Extract ->

:::

To find the wire to test, I’m going to test 4 different types of wire in another experiment and use the one with the highest resistance.

The Theory behind the Experiment

Theoretically the length of a wire should affect its resistance.

        Electricity encounters a certain amount of obstruction when passing through a wire depending on its length, width, temperature and type of metal, this obstruction is called the resistance and is measured in ohms.

        The longer and thinner the wire the harder it is for the electrons to flow through, because there are less spaces for it to flow through and more obstructions along the length. It has a similar principal to the flow of water and how it is impeded when passing through a long and narrow pipe. Therefore the longer the wire is the more resistance there should be.

        The other factor that can affect the resistance is the metal type, for example the resistance of an Iron wire is about seven times greater than that of a copper wire with the same dimensions, and this is because of the varied amount of ions in the different metal, more ions in Iron mean that electrons find it harder to pass through. This is the reason why copper is used in electrical wire; because it gives little resistance less energy is used to make it flow. I need to test 4 different wires in the first experiment; to find the type of wire with most resistance. It is important that for both experiments I let the wire cool down for a few seconds after taking the reading, as temperature can affect the resistance. This is because the molecules in the wire when heated vibrate more and the electrons find it harder to pass through, thus the resistance will increase.

        When connecting the circuits for both experiments I need to make sure the voltmeter is in parallel with the wire and the ammeter is in series. This is shown in a diagram of apparatus later on.

:::

Data listing ->
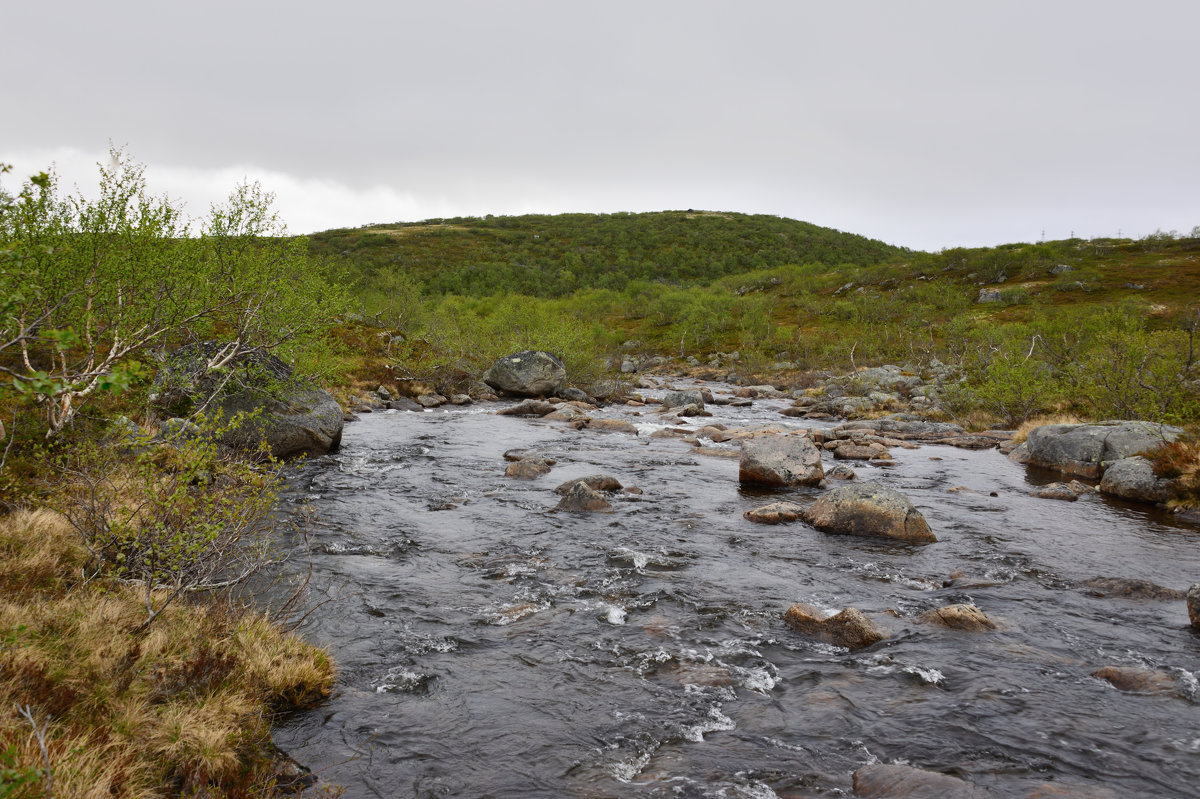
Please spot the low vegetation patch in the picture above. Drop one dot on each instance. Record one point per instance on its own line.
(96, 704)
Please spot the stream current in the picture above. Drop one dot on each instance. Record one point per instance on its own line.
(491, 647)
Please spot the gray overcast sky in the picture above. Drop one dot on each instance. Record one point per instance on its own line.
(927, 124)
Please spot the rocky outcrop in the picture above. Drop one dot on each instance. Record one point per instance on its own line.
(780, 461)
(869, 509)
(528, 468)
(286, 416)
(886, 781)
(1134, 479)
(528, 373)
(1065, 491)
(581, 499)
(1087, 450)
(595, 482)
(959, 617)
(775, 514)
(1134, 679)
(849, 629)
(528, 408)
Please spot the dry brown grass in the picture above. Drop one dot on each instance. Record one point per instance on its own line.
(1023, 432)
(180, 709)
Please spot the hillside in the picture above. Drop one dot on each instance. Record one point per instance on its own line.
(555, 256)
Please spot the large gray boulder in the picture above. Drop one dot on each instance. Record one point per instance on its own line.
(780, 461)
(869, 509)
(289, 418)
(528, 373)
(1135, 479)
(1087, 450)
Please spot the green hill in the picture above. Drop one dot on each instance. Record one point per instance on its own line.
(555, 256)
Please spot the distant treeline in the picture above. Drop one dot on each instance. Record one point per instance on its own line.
(555, 256)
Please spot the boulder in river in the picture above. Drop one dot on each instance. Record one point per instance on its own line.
(528, 408)
(1087, 450)
(1134, 479)
(528, 373)
(959, 617)
(581, 499)
(288, 418)
(775, 514)
(780, 461)
(869, 509)
(849, 629)
(690, 402)
(891, 781)
(595, 482)
(1066, 491)
(1134, 679)
(528, 468)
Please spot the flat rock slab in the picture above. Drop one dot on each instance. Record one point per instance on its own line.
(1135, 479)
(849, 629)
(612, 426)
(594, 481)
(1086, 450)
(1137, 680)
(775, 514)
(528, 469)
(869, 509)
(959, 617)
(885, 781)
(528, 408)
(581, 499)
(780, 461)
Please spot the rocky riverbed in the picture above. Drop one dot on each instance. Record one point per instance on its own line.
(610, 619)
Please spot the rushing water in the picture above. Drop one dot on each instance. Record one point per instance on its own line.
(491, 647)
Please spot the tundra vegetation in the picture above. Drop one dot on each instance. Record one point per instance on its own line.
(106, 688)
(132, 659)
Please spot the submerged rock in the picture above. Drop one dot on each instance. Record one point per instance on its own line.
(1087, 450)
(595, 482)
(1065, 491)
(1134, 479)
(581, 499)
(959, 617)
(780, 461)
(528, 468)
(869, 509)
(1134, 679)
(775, 514)
(886, 781)
(849, 629)
(528, 408)
(685, 403)
(531, 373)
(1135, 589)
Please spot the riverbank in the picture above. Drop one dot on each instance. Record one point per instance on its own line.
(100, 704)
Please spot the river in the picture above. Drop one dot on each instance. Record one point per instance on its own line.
(491, 647)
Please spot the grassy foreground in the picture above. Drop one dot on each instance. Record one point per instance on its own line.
(94, 708)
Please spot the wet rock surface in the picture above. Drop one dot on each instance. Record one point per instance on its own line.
(780, 461)
(849, 629)
(869, 509)
(532, 373)
(1086, 450)
(885, 781)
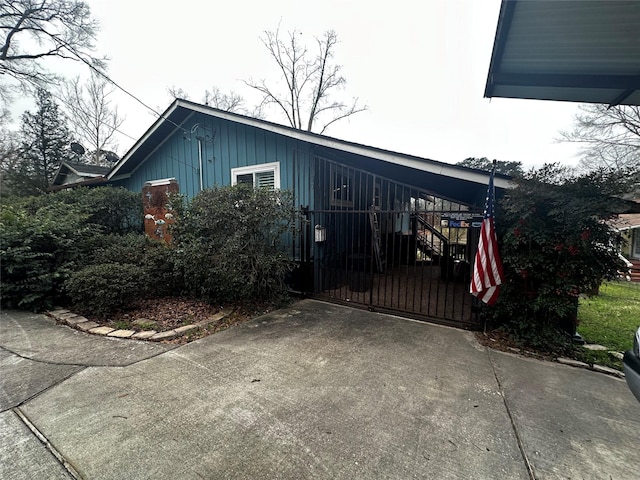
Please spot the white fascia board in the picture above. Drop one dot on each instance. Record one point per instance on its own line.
(390, 157)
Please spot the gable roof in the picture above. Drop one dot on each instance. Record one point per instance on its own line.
(82, 170)
(170, 121)
(577, 51)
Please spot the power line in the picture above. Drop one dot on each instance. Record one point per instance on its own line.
(110, 80)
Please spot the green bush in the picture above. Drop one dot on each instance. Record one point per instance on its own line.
(38, 252)
(153, 256)
(104, 288)
(555, 246)
(229, 244)
(109, 209)
(44, 239)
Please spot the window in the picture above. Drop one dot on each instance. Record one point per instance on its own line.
(341, 187)
(265, 175)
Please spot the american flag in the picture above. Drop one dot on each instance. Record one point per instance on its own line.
(487, 271)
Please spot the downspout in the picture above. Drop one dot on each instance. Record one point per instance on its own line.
(200, 162)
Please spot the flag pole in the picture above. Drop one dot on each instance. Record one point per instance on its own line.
(487, 271)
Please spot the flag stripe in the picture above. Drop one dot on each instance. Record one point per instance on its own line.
(487, 272)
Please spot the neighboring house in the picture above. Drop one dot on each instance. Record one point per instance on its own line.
(628, 224)
(381, 229)
(71, 174)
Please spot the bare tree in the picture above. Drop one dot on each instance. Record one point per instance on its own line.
(310, 82)
(93, 118)
(229, 102)
(32, 31)
(610, 135)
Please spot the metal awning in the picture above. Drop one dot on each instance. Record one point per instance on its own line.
(567, 50)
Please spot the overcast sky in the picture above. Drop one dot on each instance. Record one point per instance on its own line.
(419, 66)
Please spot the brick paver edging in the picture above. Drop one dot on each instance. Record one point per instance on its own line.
(81, 323)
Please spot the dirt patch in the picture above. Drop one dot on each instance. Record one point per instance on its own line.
(164, 314)
(499, 340)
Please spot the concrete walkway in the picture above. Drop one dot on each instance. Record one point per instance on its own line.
(312, 391)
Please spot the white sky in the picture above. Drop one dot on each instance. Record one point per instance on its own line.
(420, 66)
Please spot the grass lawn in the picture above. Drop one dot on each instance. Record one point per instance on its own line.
(610, 319)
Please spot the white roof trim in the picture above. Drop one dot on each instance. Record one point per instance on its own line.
(384, 155)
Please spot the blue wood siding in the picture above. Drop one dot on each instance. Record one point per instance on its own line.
(225, 145)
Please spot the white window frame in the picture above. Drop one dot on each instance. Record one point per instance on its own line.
(253, 169)
(344, 172)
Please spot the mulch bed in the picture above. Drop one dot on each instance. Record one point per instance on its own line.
(168, 313)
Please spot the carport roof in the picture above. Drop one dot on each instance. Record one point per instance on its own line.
(567, 50)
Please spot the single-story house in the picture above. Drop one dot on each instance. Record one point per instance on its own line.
(572, 51)
(628, 225)
(381, 229)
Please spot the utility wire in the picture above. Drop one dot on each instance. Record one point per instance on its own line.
(110, 80)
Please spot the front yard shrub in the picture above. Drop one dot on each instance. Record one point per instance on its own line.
(104, 288)
(44, 239)
(38, 252)
(109, 209)
(555, 246)
(229, 244)
(155, 257)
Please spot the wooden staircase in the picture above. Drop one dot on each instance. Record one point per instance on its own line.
(635, 271)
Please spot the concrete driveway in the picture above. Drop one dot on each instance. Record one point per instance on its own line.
(312, 391)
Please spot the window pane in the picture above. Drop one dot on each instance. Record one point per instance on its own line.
(246, 178)
(265, 180)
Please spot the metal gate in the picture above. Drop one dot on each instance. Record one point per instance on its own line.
(377, 243)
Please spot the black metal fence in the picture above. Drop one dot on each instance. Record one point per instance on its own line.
(380, 244)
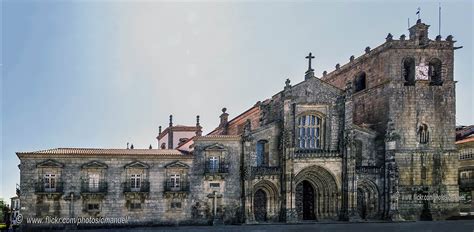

:::

Direction 1 -> Transcribe the stretch of the passage on wire resistance from "Theoretically the length" through "measured in ohms.".
Direction 2 -> Pick up the passage on wire resistance after its final sentence and carry it forward.

Written response 1 ->
Theoretically the length of a wire should affect its resistance.

        Electricity encounters a certain amount of obstruction when passing through a wire depending on its length, width, temperature and type of metal, this obstruction is called the resistance and is measured in ohms.

Written response 2 ->
        George Simon Ohm (1789-1854) was one of the first people to investigate current and voltage and came up with the following law for metallic conductors.

        The current through a conductor is proportional to the potential difference between its ends, provided that physical conditions, such as temperature, remain constant: i.e.

                V/I = constant (resistance).

Where v = voltage and I = current.

        This means regardless of the size of the current, as long as there is no temperature change the resistance of a wire remains constant. The law is based on experiment (empirical) and holds remarkable accuracy for metallic conductors which are what I’m going to use in my experiment.

        It is important to note that the circuits I will be using for my experiments are in series because in parallel and series circuits the methods for calculating the total resistance for more than one component are different. In series the resistance across the components are added together: R = R1+R2. Whereas in Parallel the current divides, the larger part going through the smaller resistance and the smaller part through the larger resistance: 1/R=1/R1 + 1/R2. So the resistance is smaller because it is like a single wire with a large cross section and therefore more spaces in the atoms for the electrons to pass through.

        I’m going to prove that resistance is proportional to length. The greater the cross sectional area of the conductor the more electrons available to carry the charge along the conductor’s length and so the lower the resistance is. Resistance is inversely proportional to cross sectional area.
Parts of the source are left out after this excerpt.